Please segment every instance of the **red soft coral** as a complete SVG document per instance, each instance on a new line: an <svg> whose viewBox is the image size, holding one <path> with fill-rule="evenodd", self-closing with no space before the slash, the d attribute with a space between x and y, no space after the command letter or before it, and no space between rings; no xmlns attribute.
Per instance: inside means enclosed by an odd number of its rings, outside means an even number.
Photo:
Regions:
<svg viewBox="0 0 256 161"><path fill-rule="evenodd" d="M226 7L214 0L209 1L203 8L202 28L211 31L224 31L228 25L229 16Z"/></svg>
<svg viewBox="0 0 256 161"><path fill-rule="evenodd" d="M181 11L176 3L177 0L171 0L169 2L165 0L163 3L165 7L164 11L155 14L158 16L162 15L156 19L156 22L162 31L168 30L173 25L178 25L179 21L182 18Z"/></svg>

#####

Task:
Reproduce all of the rows above word for word, without any alteration.

Answer to the task:
Please segment every instance of the **red soft coral** as a complete SVG document per instance, each instance on a new line: an <svg> whose viewBox is the image size, holding one <path> with fill-rule="evenodd", self-closing with no space before the slash, the d attribute with a space between x and y, no space after the command letter or before it, and no space between rings; no xmlns attribute.
Per instance: inside means enclosed by an odd number of its rings, outside means an even number.
Photo:
Regions:
<svg viewBox="0 0 256 161"><path fill-rule="evenodd" d="M226 7L214 0L209 1L203 8L202 28L211 31L224 31L228 25L229 16Z"/></svg>
<svg viewBox="0 0 256 161"><path fill-rule="evenodd" d="M181 11L176 3L177 0L171 0L169 2L165 0L163 3L165 7L164 11L155 14L158 16L162 15L156 19L156 22L162 31L168 30L173 25L178 25L179 21L182 18Z"/></svg>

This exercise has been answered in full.